**The problem:** Where a line holds the word "hood", copy it from the records.

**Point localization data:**
▬▬▬▬▬▬

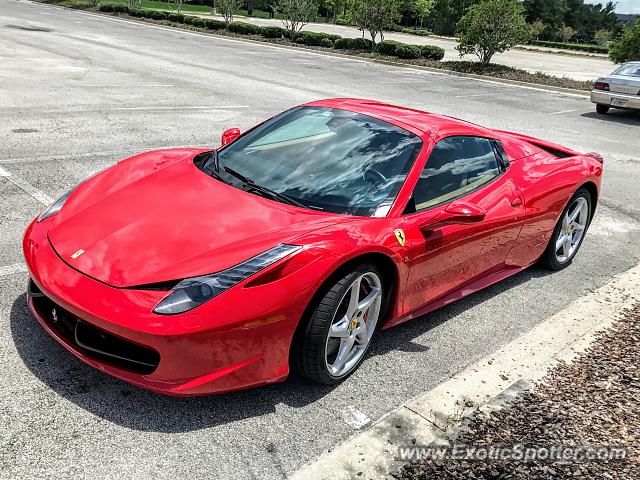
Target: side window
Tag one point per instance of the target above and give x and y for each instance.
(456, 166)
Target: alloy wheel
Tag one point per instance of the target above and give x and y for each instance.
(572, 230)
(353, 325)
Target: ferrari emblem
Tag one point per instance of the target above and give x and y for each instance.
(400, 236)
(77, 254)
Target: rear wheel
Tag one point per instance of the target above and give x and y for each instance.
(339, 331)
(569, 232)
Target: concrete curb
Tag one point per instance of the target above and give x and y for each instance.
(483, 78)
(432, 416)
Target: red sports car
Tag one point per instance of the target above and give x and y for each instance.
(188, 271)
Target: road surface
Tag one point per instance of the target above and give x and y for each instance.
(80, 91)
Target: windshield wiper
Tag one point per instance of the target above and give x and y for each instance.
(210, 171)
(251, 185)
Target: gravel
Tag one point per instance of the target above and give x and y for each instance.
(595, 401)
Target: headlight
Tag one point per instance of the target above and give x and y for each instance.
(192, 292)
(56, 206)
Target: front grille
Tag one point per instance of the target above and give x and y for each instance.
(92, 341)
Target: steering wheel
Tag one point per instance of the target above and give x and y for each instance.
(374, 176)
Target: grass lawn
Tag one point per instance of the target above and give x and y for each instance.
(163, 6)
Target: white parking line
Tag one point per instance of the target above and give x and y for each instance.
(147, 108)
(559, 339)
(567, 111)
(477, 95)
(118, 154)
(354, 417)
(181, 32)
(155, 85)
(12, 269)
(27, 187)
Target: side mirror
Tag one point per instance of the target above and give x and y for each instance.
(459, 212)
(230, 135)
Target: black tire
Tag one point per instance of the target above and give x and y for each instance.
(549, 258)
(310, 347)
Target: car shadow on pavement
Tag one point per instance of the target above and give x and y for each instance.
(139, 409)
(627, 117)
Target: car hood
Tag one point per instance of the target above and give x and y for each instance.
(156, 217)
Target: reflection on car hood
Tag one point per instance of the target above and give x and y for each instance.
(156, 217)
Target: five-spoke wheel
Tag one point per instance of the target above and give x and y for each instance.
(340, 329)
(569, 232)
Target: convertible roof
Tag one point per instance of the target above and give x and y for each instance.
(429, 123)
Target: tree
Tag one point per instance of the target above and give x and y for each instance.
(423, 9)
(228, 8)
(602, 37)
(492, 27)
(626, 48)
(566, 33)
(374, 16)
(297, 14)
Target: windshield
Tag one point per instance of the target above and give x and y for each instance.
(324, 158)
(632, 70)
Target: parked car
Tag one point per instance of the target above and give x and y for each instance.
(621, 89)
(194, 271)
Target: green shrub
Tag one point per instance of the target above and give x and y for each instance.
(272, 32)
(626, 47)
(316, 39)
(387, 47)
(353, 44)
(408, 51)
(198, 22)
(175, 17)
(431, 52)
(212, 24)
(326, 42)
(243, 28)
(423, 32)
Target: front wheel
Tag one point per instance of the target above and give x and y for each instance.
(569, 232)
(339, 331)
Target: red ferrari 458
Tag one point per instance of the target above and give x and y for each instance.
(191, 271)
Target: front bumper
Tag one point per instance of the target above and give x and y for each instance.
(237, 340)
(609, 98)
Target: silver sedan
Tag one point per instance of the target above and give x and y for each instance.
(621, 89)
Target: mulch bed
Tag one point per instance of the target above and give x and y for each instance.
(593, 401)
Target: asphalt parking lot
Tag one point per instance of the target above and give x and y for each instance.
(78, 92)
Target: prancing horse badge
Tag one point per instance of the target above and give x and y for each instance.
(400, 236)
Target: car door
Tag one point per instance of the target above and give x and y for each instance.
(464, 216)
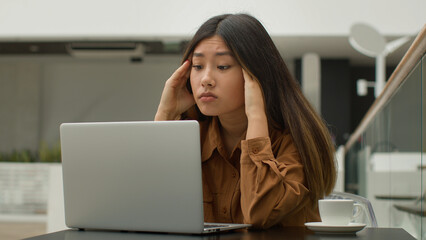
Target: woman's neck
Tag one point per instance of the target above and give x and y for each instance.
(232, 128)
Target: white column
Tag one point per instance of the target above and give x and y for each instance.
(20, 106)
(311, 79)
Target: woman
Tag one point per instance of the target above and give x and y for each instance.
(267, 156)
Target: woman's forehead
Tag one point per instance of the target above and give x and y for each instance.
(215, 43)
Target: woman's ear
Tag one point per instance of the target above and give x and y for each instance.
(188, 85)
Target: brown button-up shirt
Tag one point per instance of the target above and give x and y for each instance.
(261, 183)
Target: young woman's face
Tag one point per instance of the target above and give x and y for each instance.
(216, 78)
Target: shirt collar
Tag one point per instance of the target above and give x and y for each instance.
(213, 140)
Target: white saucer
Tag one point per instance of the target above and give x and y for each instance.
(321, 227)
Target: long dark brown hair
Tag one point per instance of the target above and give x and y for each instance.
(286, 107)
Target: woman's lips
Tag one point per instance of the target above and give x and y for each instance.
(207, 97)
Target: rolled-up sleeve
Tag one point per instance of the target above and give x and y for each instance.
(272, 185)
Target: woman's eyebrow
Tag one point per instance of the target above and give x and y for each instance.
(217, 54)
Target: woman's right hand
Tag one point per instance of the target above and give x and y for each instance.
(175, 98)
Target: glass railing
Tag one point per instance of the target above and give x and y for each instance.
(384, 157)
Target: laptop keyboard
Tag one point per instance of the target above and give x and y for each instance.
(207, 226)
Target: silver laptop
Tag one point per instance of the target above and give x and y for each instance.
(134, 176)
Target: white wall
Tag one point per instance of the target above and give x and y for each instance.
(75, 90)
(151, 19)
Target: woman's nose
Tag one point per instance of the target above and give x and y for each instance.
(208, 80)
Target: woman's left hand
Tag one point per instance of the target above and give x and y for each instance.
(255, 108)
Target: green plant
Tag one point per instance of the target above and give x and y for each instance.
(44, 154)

▬▬▬▬▬▬

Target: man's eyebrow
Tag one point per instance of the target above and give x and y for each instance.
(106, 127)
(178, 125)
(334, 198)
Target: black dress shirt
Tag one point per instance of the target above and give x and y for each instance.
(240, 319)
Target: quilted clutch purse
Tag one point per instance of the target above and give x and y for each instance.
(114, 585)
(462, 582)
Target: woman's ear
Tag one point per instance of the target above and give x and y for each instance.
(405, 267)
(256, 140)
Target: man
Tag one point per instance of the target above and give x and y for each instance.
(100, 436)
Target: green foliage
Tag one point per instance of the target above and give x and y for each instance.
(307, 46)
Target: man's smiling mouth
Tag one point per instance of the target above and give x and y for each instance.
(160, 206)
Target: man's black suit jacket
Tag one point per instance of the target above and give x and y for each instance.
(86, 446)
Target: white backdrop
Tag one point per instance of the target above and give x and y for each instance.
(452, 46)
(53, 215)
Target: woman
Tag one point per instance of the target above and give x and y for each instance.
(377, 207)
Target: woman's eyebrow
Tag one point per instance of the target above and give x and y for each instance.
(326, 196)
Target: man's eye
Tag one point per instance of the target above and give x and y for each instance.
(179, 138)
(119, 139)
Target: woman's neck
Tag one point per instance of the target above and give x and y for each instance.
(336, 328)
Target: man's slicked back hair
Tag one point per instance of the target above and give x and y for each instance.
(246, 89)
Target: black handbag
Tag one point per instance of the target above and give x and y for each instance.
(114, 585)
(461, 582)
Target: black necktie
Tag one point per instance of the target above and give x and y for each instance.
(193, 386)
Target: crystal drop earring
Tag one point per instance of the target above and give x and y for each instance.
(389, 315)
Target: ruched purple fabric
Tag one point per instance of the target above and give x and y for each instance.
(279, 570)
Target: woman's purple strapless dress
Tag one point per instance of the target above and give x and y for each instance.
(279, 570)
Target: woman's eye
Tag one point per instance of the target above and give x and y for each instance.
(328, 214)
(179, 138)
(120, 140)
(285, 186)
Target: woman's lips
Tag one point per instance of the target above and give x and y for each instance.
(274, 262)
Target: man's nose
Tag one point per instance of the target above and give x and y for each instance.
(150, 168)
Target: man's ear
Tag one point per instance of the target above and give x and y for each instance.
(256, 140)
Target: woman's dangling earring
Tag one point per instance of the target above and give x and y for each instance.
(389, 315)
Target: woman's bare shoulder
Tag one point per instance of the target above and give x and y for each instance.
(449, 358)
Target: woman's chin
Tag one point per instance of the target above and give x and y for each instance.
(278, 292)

▬▬▬▬▬▬

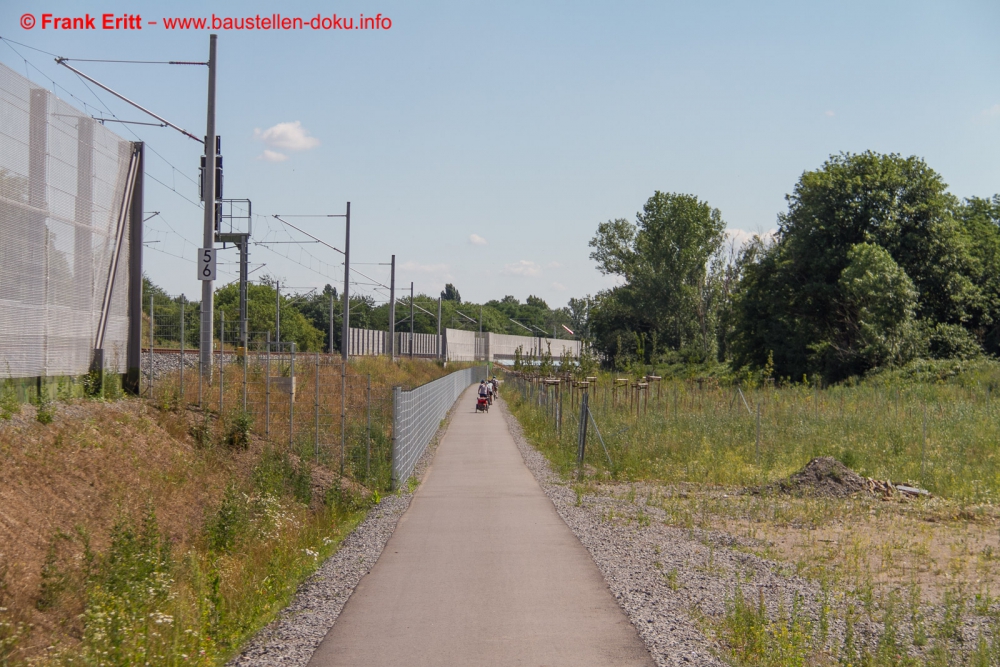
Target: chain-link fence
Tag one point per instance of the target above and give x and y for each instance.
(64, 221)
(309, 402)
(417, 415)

▬▬▬▬▬▬

**Solution to this task:**
Target: car hood
Target: reflection on car hood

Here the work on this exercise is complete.